▶ **TASK REQUIREMENTS**: Filter the listing below down to the lines with the word "hand" and copy those.

▶ **DATA EXTRACT**:
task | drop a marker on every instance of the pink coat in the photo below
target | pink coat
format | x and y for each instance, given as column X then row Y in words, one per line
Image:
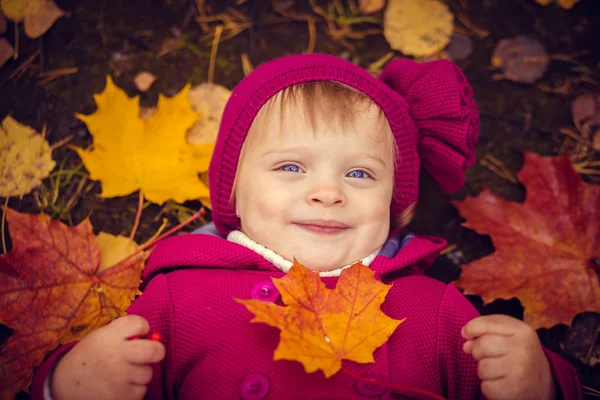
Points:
column 214, row 352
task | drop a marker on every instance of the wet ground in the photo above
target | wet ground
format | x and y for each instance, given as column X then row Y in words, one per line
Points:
column 122, row 38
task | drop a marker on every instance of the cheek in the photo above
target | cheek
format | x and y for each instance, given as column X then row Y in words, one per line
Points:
column 263, row 201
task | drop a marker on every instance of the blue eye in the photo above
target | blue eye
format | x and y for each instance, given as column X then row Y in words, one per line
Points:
column 358, row 174
column 290, row 168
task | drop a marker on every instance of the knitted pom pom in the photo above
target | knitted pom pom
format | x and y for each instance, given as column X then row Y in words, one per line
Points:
column 441, row 104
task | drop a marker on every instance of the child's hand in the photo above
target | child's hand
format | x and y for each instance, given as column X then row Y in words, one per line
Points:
column 510, row 361
column 105, row 364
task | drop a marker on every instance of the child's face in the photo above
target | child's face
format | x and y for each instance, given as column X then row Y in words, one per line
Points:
column 292, row 183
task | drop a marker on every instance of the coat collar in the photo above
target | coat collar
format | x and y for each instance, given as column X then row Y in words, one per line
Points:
column 208, row 251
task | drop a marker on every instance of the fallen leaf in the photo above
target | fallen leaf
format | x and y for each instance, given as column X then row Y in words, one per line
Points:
column 370, row 6
column 586, row 115
column 55, row 288
column 38, row 23
column 209, row 101
column 25, row 158
column 6, row 51
column 581, row 340
column 419, row 28
column 144, row 80
column 545, row 247
column 37, row 15
column 320, row 326
column 521, row 59
column 151, row 155
column 282, row 5
column 460, row 47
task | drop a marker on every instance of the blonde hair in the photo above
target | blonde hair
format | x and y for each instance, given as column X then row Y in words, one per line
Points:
column 329, row 101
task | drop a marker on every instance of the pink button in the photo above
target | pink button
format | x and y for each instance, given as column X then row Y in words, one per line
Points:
column 368, row 389
column 254, row 387
column 265, row 291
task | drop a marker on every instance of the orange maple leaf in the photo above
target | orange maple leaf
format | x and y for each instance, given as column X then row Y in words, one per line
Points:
column 320, row 326
column 545, row 247
column 54, row 289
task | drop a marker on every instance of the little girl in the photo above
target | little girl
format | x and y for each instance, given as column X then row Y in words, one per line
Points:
column 315, row 160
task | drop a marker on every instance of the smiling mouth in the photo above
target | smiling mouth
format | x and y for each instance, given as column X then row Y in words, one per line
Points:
column 322, row 230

▶ **ANSWER TO THE EXERCISE**:
task | drop a marker on every instance of the child's hand in the photo above
target | child's hand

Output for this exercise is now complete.